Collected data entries
** start **

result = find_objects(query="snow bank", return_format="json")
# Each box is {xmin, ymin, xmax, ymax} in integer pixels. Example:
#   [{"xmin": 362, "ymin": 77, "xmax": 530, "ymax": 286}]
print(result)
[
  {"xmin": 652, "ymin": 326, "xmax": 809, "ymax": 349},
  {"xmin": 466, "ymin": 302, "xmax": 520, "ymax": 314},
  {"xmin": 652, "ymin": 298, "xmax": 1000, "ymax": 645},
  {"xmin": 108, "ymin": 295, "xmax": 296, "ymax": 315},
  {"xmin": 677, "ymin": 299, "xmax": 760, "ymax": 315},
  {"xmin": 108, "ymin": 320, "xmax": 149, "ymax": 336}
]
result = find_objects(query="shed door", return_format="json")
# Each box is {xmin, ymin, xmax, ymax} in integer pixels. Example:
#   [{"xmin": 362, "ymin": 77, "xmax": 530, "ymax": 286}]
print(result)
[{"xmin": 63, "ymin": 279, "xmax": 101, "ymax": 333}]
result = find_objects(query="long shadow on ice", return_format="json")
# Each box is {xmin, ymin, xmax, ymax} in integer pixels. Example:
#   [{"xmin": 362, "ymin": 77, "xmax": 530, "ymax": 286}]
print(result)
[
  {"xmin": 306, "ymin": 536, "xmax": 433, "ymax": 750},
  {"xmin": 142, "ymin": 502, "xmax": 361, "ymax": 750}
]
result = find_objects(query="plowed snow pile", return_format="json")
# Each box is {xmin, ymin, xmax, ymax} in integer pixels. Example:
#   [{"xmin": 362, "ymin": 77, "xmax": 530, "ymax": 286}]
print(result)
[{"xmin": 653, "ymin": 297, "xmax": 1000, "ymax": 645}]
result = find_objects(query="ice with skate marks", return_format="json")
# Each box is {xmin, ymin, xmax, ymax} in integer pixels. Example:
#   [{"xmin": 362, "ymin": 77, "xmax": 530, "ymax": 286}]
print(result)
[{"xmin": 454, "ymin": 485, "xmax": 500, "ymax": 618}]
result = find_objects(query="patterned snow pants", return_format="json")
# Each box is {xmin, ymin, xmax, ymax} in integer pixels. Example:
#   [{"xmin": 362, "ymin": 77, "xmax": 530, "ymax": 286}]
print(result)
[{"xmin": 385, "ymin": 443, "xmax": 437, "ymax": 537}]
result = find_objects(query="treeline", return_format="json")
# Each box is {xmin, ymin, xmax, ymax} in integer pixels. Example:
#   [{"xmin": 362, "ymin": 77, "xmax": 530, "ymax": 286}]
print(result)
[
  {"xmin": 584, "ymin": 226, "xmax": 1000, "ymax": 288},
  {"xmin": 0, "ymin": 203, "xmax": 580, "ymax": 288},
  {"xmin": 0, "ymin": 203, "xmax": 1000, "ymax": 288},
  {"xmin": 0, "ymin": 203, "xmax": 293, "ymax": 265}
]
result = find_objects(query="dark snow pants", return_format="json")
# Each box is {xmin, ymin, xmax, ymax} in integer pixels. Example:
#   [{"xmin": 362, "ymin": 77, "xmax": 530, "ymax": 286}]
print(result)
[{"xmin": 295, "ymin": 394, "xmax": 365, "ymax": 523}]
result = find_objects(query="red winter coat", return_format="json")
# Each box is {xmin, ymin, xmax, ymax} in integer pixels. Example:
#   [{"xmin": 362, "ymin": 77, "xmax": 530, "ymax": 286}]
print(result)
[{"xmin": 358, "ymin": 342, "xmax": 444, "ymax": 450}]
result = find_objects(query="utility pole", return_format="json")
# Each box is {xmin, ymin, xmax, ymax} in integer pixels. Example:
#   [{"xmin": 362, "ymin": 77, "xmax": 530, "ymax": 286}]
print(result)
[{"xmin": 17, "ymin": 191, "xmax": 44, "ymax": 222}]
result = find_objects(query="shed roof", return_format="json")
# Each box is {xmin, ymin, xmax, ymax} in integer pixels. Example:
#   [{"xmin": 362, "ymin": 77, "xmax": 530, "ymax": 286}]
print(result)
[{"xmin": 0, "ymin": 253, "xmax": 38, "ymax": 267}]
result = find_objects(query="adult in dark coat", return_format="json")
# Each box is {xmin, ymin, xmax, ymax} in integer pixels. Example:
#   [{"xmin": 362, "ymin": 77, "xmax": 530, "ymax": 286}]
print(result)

** end **

Repeat the whole listing exactly, keeping every line intact.

_In response_
result = find_objects(query="snow bank", return_format="json")
# Each box is {xmin, ymin, xmax, ymax} in integer pixels. Example:
#   [{"xmin": 362, "ymin": 77, "xmax": 530, "ymax": 286}]
print(result)
[
  {"xmin": 652, "ymin": 326, "xmax": 809, "ymax": 349},
  {"xmin": 466, "ymin": 302, "xmax": 520, "ymax": 314},
  {"xmin": 652, "ymin": 298, "xmax": 1000, "ymax": 645},
  {"xmin": 108, "ymin": 295, "xmax": 296, "ymax": 315},
  {"xmin": 677, "ymin": 299, "xmax": 760, "ymax": 315},
  {"xmin": 108, "ymin": 320, "xmax": 149, "ymax": 336}
]
result = find_objects(query="shed door", return_format="json")
# Each box is {xmin, ymin, xmax, ymax} in integer pixels. Example:
#   [{"xmin": 362, "ymin": 77, "xmax": 530, "ymax": 286}]
print(result)
[{"xmin": 63, "ymin": 279, "xmax": 101, "ymax": 333}]
result = find_objects(query="long shadow on ice", return_format="json")
# Each box is {xmin, ymin, xmax, ymax} in integer pixels. Example:
#   [{"xmin": 362, "ymin": 77, "xmax": 530, "ymax": 286}]
print(result)
[
  {"xmin": 306, "ymin": 536, "xmax": 433, "ymax": 750},
  {"xmin": 142, "ymin": 502, "xmax": 361, "ymax": 750}
]
result = find_objects(query="plowed snow pile", return_format="json")
# Each box is {xmin, ymin, xmax, ymax} in integer pixels. Example:
#   [{"xmin": 362, "ymin": 77, "xmax": 530, "ymax": 286}]
print(result)
[{"xmin": 653, "ymin": 297, "xmax": 1000, "ymax": 645}]
result = find_objects(query="ice with skate marks", return_format="json")
# Each box is {xmin, ymin, xmax, ymax} in integer pixels. Example:
#   [{"xmin": 362, "ymin": 77, "xmax": 530, "ymax": 286}]
print(result)
[{"xmin": 454, "ymin": 485, "xmax": 500, "ymax": 618}]
result = find_objects(query="patterned snow pants", return_format="json")
# Each box is {xmin, ymin, xmax, ymax} in integer pixels. Example:
#   [{"xmin": 362, "ymin": 77, "xmax": 530, "ymax": 286}]
print(result)
[{"xmin": 385, "ymin": 443, "xmax": 437, "ymax": 537}]
result = find_objects(query="treeline", return_format="json")
# Each box is {xmin, ymin, xmax, ymax} in integer pixels. Example:
#   [{"xmin": 362, "ymin": 77, "xmax": 530, "ymax": 286}]
print(result)
[
  {"xmin": 584, "ymin": 226, "xmax": 1000, "ymax": 288},
  {"xmin": 0, "ymin": 203, "xmax": 580, "ymax": 288},
  {"xmin": 0, "ymin": 203, "xmax": 1000, "ymax": 288},
  {"xmin": 0, "ymin": 203, "xmax": 293, "ymax": 265}
]
result = find_objects(query="dark snow pants", return_format="json")
# Each box is {xmin, ymin, xmax, ymax} in integer pixels. Example:
#   [{"xmin": 362, "ymin": 77, "xmax": 530, "ymax": 286}]
print(result)
[{"xmin": 295, "ymin": 394, "xmax": 365, "ymax": 523}]
result = find_objects(query="red winter coat", return_format="json")
# Each box is {xmin, ymin, xmax, ymax} in integer pixels. Example:
#   [{"xmin": 362, "ymin": 77, "xmax": 530, "ymax": 286}]
print(result)
[{"xmin": 358, "ymin": 342, "xmax": 444, "ymax": 450}]
result = find_objects(query="utility pole", return_format="json")
# Each box is {xmin, ymin, xmax, ymax} in integer pixels. Example:
#   [{"xmin": 362, "ymin": 77, "xmax": 530, "ymax": 286}]
print(result)
[{"xmin": 17, "ymin": 191, "xmax": 44, "ymax": 222}]
result = find_objects(query="shed roof", return_format="json")
# Each box is {xmin, ymin, xmax, ymax} in integer pixels. Example:
#   [{"xmin": 362, "ymin": 77, "xmax": 530, "ymax": 286}]
print(result)
[{"xmin": 0, "ymin": 253, "xmax": 38, "ymax": 267}]
result = find_objects(query="adult in dark coat", return_format="json")
# Each box is {xmin, ymin, xmax, ymax} in integer pixels. Example:
#   [{"xmin": 362, "ymin": 77, "xmax": 530, "ymax": 286}]
print(result)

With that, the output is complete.